## Tekstfragment
+++

Wilde u ons allen tot religieus-socialisten maken, zoals wel eens werd gefluisterd? Neen, want u had eerbied voor andermans opvattingen, al waren die nog zo in groei, maar u verfoeide neutraliteit. Met een bewonderenswaardig geduld hoorde u ons aan maar u spaarde ons ook uw critiek niet als wij voor onze medeleerlingen verslag deden van ons practisch werk.

Jaren later, in Bentveld, zag ik u als een van de oudere bestuursleden van de A.G. Weer viel me op uw zeer bijzondere aandacht voor de mens, als anderen, jonger en naar het leek vlugger van geest, die mens over het hoofd zagen voor een algemeen probleem. U hebt me er nooit op afgestuurd, maar u bent wel een wegwijzer naar Bentveld voor mij geweest en daar ben ik u heel dankbaar voor.

+++

[Geëxtraheerde gegevensitems]
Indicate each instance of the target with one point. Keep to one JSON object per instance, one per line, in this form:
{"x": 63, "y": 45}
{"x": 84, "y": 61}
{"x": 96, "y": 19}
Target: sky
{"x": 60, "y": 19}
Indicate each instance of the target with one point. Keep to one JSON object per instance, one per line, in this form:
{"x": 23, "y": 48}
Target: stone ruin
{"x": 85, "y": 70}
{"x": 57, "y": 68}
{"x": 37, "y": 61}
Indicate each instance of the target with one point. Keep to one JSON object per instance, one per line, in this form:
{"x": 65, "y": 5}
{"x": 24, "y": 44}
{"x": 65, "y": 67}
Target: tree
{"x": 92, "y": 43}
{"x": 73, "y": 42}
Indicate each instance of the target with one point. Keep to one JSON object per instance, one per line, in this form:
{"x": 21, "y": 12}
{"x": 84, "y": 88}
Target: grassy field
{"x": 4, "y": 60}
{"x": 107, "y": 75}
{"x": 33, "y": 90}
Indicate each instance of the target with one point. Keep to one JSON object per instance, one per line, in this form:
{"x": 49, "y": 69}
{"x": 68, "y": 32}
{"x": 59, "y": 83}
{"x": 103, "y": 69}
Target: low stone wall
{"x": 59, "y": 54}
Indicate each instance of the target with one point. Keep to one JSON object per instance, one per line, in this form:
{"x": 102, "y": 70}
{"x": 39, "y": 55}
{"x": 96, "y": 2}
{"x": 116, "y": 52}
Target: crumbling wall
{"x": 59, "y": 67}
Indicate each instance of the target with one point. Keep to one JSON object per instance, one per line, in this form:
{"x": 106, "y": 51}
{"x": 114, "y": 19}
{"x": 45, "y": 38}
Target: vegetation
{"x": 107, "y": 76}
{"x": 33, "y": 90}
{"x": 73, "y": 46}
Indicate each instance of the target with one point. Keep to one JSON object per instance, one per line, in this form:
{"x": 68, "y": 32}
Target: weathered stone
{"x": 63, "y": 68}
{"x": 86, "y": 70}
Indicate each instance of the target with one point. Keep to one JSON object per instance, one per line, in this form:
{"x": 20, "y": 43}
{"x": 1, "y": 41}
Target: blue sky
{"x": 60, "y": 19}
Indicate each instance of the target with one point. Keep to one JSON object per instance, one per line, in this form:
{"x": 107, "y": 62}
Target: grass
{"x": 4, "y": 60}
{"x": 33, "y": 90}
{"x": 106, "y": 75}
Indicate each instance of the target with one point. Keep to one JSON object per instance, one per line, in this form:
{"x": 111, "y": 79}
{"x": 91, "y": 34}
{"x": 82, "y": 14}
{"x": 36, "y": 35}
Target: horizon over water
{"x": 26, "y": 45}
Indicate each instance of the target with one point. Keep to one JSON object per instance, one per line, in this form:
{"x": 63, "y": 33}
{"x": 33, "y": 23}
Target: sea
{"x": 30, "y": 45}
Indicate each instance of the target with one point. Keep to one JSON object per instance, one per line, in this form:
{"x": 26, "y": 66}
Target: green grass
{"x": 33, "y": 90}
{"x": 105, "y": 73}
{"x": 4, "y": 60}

+++

## Opdrachten
**1.** Vertaal de zin "Neen, want u had eerbied voor andermans opvattingen, al waren die nog zo in groei, maar u verfoeide neutraliteit." uit het tekstfragment in het Engels.
**2.** Herhaal letterlijk het deel van het tekstfragment dat begint bij "Wilde u ons" en eindigt bij "heel dankbaar voor.".
Baseer je uitsluitend op het tekstfragment.

## Antwoorden
**1.** No, because you had respect for other people's views, however much they were still developing, but you detested neutrality.

**2.**
Wilde u ons allen tot religieus-socialisten maken, zoals wel eens werd gefluisterd? Neen, want u had eerbied voor andermans opvattingen, al waren die nog zo in groei, maar u verfoeide neutraliteit. Met een bewonderenswaardig geduld hoorde u ons aan maar u spaarde ons ook uw critiek niet als wij voor onze medeleerlingen verslag deden van ons practisch werk.

Jaren later, in Bentveld, zag ik u als een van de oudere bestuursleden van de A.G. Weer viel me op uw zeer bijzondere aandacht voor de mens, als anderen, jonger en naar het leek vlugger van geest, die mens over het hoofd zagen voor een algemeen probleem. U hebt me er nooit op afgestuurd, maar u bent wel een wegwijzer naar Bentveld voor mij geweest en daar ben ik u heel dankbaar voor.